__Document__.
—————
# free swap meet at jaf/co 's is all free parking,spaces,and water



## JAF/CO (Aug 26, 2015)

remember the early bird gets the worm " I mean best bike parts" I will be there at 6 am
that's at the corner of E. Main st.  and Coolidge ave

spread the word and don't forget to bring your stuff to sale


----------



## JAF/CO (Aug 31, 2015)

If you miss this you will be mad.  2 weeks you need to get ready


Sent from my iPhone using Tapatalk


----------



## fordmike65 (Aug 31, 2015)

I got plenty of junk to sell, but I gotta work



If anyone is heading up for this from the SoCal area, please let me know. I'll buy you a beer if you bring a couple small items back down here for me from Jim's.


----------



## JAF/CO (Sep 6, 2015)

get your stuff ready only 6 more days SEPT 12

*its going to be big*


----------



## slick (Sep 11, 2015)

Im bringing this to sell as well as a few smalls, and the Rolling Relics shirts and hats. Check out the hubs on the 5 bar... $$$$$$$$


----------



## JAF/CO (Sep 11, 2015)

********don't be late you will miss all the good stuff************
$$$$$$$$$$$$$  and bring lots off stuff for sale or trade  $$$$$$$$$$$$$$$$$$$*


----------



## fordmike65 (Sep 11, 2015)

If you start @ Midnight, I can spend a couple hours buying up all the goodies & still make to work by 8am.


----------



## JAF/CO (Sep 11, 2015)

View attachment IMG_1475.JPG








***********don't for get the money  $$$$  ***************


----------



## fordmike65 (Sep 11, 2015)

slick said:


> View attachment 237140
> 
> Im bringing this to sell as well as a few smalls, and the Rolling Relics shirts and hats. Check out the hubs on the 5 bar... $$$$$$$$




Man what a great bike! Bet she'll clean up nice. Hope she stays together too. Still complete all these years with the ND 2spd! Just needs the correct light & she's golden!


----------



## oskisan (Sep 11, 2015)

Loaded up and ready to roll... See you at 6:00 Jim

-Ken-


----------



## fordmike65 (Sep 12, 2015)

Ok, so what amazing finds did I miss out on at today's swap?


----------



## island schwinn (Sep 12, 2015)

As usual,Jim had all the bling.there was a pretty good flow of people while I was there.lots of good deals and wallets flowed freely,except mine.I was on a selling mission and the swap didn't disappoint.I was done by 11:30.


----------



## rustjunkie (Sep 13, 2015)




----------



## slick (Sep 13, 2015)

My bling of the swap i picked up. Its a one off hand formed aluminum shelby rack hand fabricated my Mr. Jim Frazier himself. I had a smile from ear to ear all day.


----------



## slick (Sep 13, 2015)




----------



## JAF/CO (Sep 13, 2015)

sorry guys I was to busy to take pictures 
It turned out good and I had a great time

*-------------THANKS TO EVERY ONE THAT CAME OUT JIM -------------------*


----------



## blasterracing (Sep 14, 2015)

Wow.  Looks like a lot of nice Shelby stuff!  Are the Nonose and Speedlines in the photos yours Jim @ JAF/CO?


----------



## JAF/CO (Sep 14, 2015)

those are and were some of my goody's if you see something you like  e mail me


blasterracing said:


> Wow.  Looks like a lot of nice Shelby stuff!  Are the Nonose and Speedlines in the photos yours Jim @ JAF/CO?


----------



## CWCMAN (Sep 15, 2015)

Jim,
I see some CWC peaked duck tail fenders that I can use


----------
—————
__Collected material__.
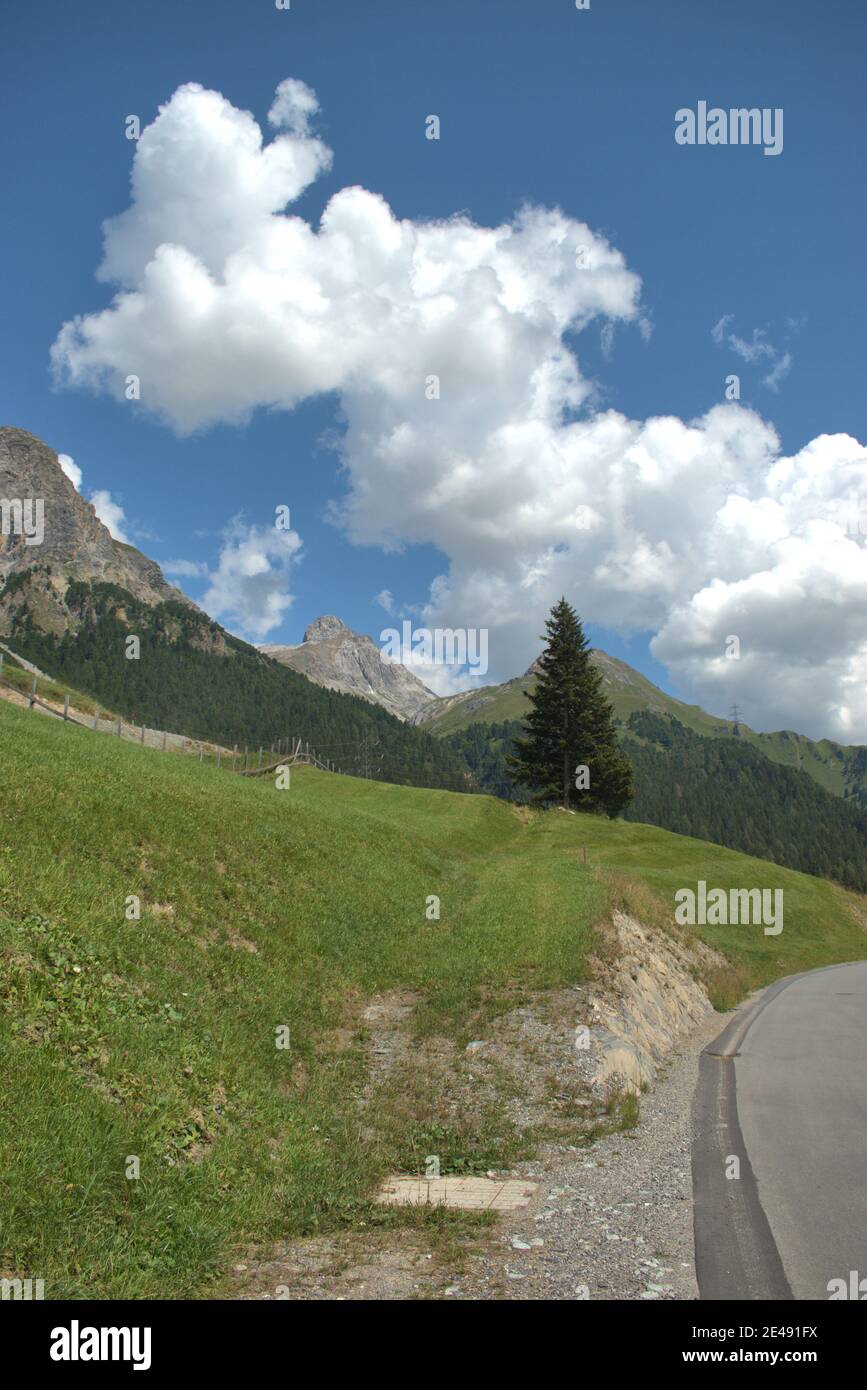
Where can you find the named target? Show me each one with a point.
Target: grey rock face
—————
Answer these questions from the swap meet thread:
1. At what hour did JAF/CO say he would arrive at the swap?
2. On what date was the swap held, according to JAF/CO's post of Sep 6, 2015?
3. By what time was island schwinn done at the swap?

__Solution for this problem__.
1. 6 am
2. September 12
3. 11:30